══ Source data ══

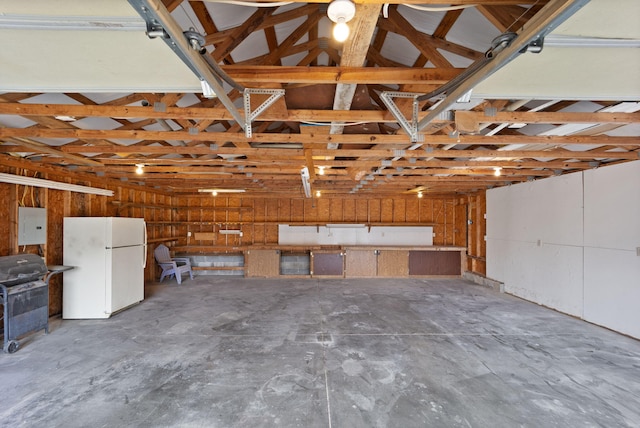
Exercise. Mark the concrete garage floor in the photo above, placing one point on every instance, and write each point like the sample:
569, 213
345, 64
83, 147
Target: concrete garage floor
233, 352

═══

■ To do
Transcribe every record above exactly as written, leaving out any pictures.

■ Response
Exercise. Mark the concrete garage floor in the photo above, placing one point on every instance, and write each point like the sample:
569, 213
345, 64
83, 147
Target: concrete garage floor
233, 352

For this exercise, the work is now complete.